• SHORT EXERCISE: Write out exactly the lines running from the one with "Indicate the lake" to the end of the data, including both of those lines and excluding pictures.

### DATASET ROWS

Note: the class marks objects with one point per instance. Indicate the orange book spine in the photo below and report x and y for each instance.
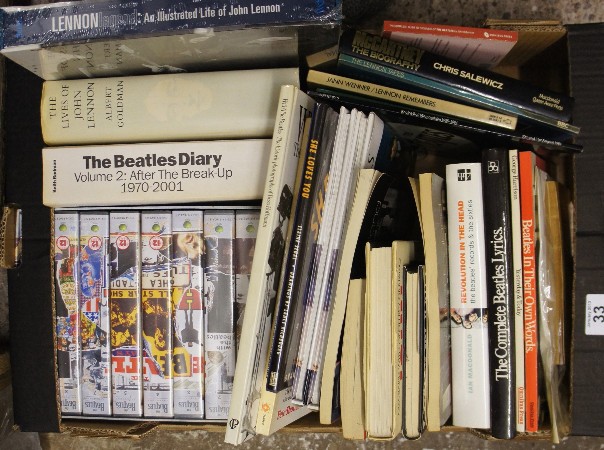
(529, 283)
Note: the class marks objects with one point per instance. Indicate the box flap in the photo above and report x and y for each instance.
(587, 83)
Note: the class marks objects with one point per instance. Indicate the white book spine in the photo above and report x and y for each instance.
(125, 304)
(467, 278)
(246, 229)
(219, 231)
(518, 289)
(157, 173)
(294, 106)
(94, 301)
(188, 313)
(185, 106)
(66, 254)
(156, 295)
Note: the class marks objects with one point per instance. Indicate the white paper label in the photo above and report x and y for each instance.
(594, 314)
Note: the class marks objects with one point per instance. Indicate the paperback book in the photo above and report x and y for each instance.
(500, 297)
(94, 301)
(67, 307)
(470, 384)
(294, 106)
(125, 301)
(156, 303)
(188, 313)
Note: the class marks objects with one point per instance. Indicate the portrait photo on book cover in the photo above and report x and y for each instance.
(469, 317)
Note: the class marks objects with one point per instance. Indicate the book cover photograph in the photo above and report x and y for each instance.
(94, 301)
(125, 301)
(156, 303)
(188, 262)
(67, 304)
(219, 231)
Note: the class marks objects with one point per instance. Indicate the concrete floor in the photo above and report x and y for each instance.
(368, 14)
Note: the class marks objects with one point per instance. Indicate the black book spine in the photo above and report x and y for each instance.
(500, 303)
(406, 58)
(289, 304)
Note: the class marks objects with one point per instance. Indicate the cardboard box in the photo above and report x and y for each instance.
(36, 406)
(587, 83)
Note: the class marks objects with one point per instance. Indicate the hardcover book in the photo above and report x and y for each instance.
(125, 300)
(181, 51)
(188, 313)
(480, 47)
(402, 57)
(293, 107)
(184, 106)
(95, 326)
(468, 307)
(156, 303)
(84, 21)
(155, 173)
(219, 231)
(500, 291)
(67, 307)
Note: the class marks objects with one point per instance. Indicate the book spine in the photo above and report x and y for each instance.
(454, 73)
(94, 301)
(188, 313)
(516, 225)
(219, 231)
(374, 71)
(556, 139)
(529, 283)
(468, 306)
(68, 326)
(293, 108)
(500, 291)
(57, 24)
(317, 158)
(125, 301)
(156, 302)
(183, 106)
(138, 174)
(398, 96)
(246, 230)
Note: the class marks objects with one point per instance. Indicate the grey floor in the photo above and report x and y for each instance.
(367, 14)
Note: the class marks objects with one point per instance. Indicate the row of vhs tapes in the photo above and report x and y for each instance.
(147, 310)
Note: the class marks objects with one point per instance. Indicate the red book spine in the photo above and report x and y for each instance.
(529, 283)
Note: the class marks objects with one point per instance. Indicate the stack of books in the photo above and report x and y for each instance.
(406, 228)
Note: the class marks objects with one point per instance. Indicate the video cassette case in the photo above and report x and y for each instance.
(188, 262)
(246, 229)
(156, 292)
(94, 303)
(219, 231)
(66, 249)
(125, 310)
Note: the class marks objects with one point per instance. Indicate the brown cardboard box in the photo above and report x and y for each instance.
(36, 405)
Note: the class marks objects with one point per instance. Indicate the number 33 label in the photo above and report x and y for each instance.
(594, 314)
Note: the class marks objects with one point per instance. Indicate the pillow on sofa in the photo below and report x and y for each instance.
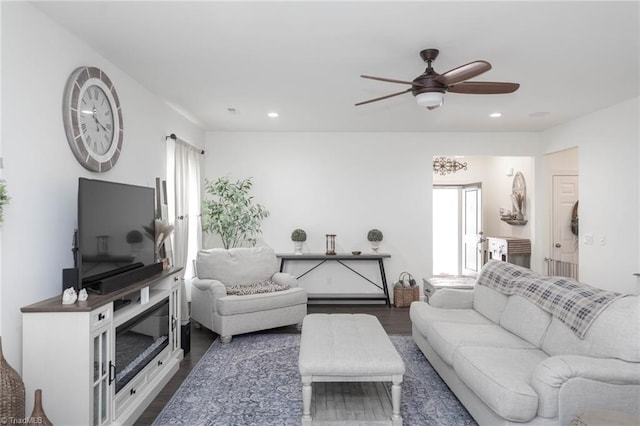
(266, 286)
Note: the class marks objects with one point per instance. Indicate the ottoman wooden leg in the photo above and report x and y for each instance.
(306, 401)
(396, 390)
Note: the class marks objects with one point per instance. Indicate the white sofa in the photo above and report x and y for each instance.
(510, 362)
(218, 269)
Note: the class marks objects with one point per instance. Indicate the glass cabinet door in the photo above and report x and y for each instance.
(175, 318)
(101, 372)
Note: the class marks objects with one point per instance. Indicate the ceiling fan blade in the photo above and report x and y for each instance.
(464, 72)
(391, 80)
(383, 97)
(483, 88)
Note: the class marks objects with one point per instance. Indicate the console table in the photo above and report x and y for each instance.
(341, 259)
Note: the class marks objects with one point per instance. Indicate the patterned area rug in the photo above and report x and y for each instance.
(254, 380)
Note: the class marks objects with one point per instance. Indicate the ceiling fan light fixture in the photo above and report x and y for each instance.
(429, 99)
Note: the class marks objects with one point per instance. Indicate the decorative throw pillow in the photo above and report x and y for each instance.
(266, 286)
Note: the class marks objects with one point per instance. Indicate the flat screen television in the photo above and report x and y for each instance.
(116, 234)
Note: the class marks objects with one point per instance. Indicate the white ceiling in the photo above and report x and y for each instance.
(304, 59)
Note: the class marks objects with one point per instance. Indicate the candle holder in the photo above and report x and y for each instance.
(331, 244)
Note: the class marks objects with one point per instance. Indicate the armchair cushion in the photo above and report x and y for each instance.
(266, 286)
(233, 305)
(237, 265)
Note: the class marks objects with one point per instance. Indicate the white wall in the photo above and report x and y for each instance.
(42, 174)
(348, 183)
(609, 145)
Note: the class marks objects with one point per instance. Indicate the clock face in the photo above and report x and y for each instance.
(96, 120)
(92, 119)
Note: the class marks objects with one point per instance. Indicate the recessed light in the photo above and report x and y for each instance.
(539, 114)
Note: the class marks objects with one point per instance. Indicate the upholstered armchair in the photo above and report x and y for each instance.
(240, 290)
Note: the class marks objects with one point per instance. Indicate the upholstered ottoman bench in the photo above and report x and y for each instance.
(348, 348)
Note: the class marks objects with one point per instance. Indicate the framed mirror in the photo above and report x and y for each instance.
(519, 196)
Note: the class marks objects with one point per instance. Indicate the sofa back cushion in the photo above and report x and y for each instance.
(237, 266)
(615, 333)
(489, 302)
(525, 319)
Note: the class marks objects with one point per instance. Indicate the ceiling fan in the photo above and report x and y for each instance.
(429, 87)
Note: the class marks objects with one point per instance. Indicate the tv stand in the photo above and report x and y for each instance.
(80, 341)
(120, 303)
(119, 281)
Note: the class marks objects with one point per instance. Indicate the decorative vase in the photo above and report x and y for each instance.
(11, 392)
(38, 416)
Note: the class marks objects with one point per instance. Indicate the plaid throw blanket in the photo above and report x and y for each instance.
(575, 304)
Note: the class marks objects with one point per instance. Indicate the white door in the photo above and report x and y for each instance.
(472, 230)
(564, 244)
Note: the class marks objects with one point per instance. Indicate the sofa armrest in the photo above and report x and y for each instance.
(283, 278)
(566, 384)
(214, 286)
(452, 299)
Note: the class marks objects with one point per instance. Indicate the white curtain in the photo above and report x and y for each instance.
(184, 209)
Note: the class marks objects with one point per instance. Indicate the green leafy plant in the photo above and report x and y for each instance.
(4, 198)
(298, 235)
(231, 213)
(374, 235)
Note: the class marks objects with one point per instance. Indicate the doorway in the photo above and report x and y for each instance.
(457, 229)
(563, 180)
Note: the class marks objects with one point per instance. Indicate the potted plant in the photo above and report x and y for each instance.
(4, 198)
(298, 236)
(231, 212)
(374, 236)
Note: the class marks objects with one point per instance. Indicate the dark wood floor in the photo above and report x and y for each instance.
(394, 320)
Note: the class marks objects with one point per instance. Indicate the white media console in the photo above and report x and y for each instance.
(69, 351)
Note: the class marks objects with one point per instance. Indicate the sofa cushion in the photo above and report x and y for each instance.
(447, 337)
(615, 333)
(525, 319)
(232, 305)
(423, 314)
(500, 378)
(237, 265)
(489, 302)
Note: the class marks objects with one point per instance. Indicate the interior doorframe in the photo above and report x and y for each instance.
(461, 219)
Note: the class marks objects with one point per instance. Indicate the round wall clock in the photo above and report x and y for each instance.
(92, 119)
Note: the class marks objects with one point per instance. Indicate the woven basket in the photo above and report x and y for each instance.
(402, 297)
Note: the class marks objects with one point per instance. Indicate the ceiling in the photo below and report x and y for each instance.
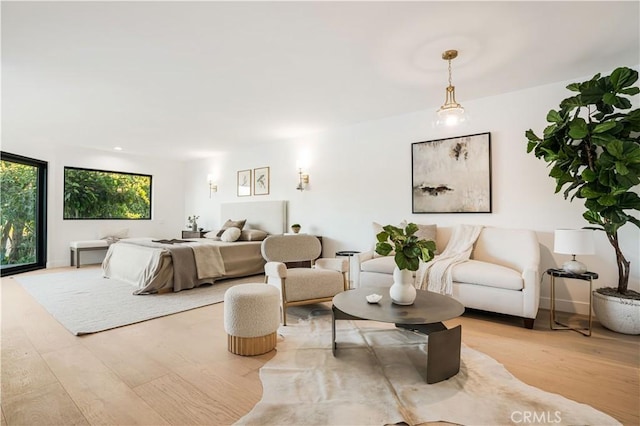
(189, 79)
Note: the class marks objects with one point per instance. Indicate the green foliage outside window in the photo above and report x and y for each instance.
(18, 186)
(99, 194)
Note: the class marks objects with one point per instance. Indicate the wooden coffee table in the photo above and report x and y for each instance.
(424, 316)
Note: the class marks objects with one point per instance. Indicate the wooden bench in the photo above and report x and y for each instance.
(77, 247)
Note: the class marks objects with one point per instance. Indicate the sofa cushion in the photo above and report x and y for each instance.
(487, 274)
(380, 264)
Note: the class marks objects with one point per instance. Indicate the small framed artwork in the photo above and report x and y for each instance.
(452, 175)
(261, 181)
(244, 183)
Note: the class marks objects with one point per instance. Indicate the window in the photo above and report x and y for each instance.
(23, 214)
(103, 194)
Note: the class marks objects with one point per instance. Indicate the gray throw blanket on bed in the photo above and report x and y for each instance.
(183, 262)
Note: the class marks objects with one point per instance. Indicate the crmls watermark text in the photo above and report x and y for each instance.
(536, 417)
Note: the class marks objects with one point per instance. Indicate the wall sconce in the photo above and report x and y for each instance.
(213, 187)
(303, 180)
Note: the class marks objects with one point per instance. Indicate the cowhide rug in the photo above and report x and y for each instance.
(378, 378)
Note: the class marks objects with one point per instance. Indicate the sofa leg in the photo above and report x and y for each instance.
(528, 323)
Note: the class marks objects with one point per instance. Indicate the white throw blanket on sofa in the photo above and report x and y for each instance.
(436, 275)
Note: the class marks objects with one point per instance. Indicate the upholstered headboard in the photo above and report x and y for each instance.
(270, 216)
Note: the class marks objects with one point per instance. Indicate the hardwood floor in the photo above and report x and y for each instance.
(177, 370)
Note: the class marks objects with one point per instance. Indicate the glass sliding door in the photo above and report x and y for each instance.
(23, 195)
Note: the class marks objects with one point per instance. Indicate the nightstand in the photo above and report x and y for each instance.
(193, 234)
(561, 273)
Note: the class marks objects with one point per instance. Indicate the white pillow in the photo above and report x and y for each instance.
(230, 234)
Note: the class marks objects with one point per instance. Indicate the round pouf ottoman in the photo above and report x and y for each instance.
(251, 318)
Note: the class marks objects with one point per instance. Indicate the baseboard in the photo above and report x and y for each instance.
(563, 305)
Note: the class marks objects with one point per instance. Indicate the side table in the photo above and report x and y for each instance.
(349, 254)
(561, 273)
(193, 234)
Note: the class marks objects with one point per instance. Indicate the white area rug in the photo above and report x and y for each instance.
(378, 378)
(84, 302)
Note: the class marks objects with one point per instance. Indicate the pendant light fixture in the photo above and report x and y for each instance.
(451, 113)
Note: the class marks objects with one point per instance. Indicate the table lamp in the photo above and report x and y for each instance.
(573, 242)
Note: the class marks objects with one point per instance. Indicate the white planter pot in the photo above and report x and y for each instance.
(617, 314)
(402, 291)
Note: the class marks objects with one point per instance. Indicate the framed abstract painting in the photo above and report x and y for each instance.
(452, 175)
(261, 181)
(244, 183)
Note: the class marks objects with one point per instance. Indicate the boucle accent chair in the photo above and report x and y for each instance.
(251, 318)
(302, 286)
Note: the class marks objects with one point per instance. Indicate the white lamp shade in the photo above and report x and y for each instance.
(573, 241)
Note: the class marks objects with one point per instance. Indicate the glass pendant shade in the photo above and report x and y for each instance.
(451, 113)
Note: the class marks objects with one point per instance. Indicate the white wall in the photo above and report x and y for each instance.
(167, 215)
(362, 173)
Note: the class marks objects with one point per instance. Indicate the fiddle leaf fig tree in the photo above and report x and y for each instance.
(409, 249)
(592, 145)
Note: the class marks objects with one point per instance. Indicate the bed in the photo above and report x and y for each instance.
(152, 265)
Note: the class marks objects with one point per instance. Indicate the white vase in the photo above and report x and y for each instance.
(617, 314)
(402, 291)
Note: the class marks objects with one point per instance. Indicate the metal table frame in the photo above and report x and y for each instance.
(554, 324)
(425, 316)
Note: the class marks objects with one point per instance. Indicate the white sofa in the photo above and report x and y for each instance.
(501, 275)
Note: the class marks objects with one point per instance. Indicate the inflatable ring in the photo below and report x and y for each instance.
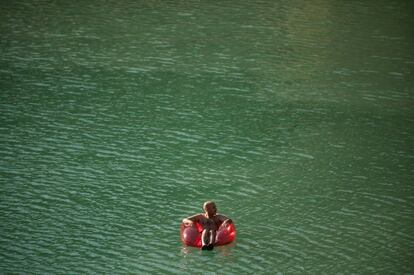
(191, 235)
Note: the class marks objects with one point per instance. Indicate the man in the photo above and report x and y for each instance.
(210, 222)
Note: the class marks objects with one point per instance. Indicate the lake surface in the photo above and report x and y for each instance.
(120, 118)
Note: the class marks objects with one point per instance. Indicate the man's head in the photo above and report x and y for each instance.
(210, 209)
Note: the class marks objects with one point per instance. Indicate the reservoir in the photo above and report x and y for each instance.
(120, 118)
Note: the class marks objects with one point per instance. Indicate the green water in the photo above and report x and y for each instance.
(120, 118)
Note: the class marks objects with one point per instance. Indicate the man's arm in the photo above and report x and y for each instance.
(190, 220)
(225, 220)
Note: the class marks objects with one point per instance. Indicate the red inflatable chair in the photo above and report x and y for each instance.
(191, 235)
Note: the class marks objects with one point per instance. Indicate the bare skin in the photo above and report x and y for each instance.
(210, 221)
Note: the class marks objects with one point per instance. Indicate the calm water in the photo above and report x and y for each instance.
(119, 118)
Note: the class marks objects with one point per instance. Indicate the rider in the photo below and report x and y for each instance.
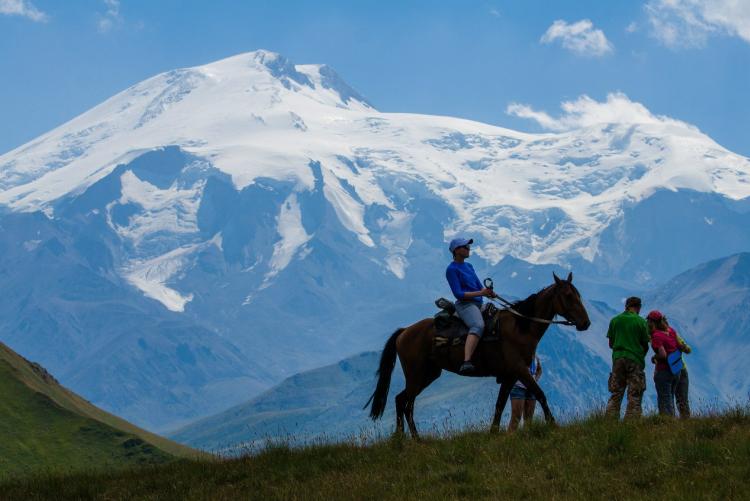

######

• FULL OUTPUT:
Note: the class marks objects with one point per instance. Indicate the lake surface in the photo above and report x and y for each instance.
(120, 118)
Note: the class marks objects with one point per instance. Indicate the man's head in the photo above and report x and y for each instance.
(210, 209)
Note: the class marks objects with one point per instance. Indicate the reservoir in the photo above and report x and y for each instance.
(120, 118)
Note: the class marks objects with one point per instance. Indicate the green water in the photo above and report x and y for each instance.
(120, 118)
Note: the class marks objects with one point per instance. Indicate the man's arm in the photo above and report x and y for each instance.
(190, 220)
(225, 220)
Note: the class marks objects with one point per instance. Indicate the red inflatable chair in the photo above and report x and y for each instance.
(191, 235)
Note: the class marks objects with one point per instance. Indicate the bare skin in the photo above and report x and y for each instance.
(210, 221)
Note: the class marks objects with one point per instance. Indicate the calm water in the photo above and report x and y for each instance.
(119, 118)
Note: the class marks objects with one point per instance. Indicate the rider in the photo below and report x and y for each instance.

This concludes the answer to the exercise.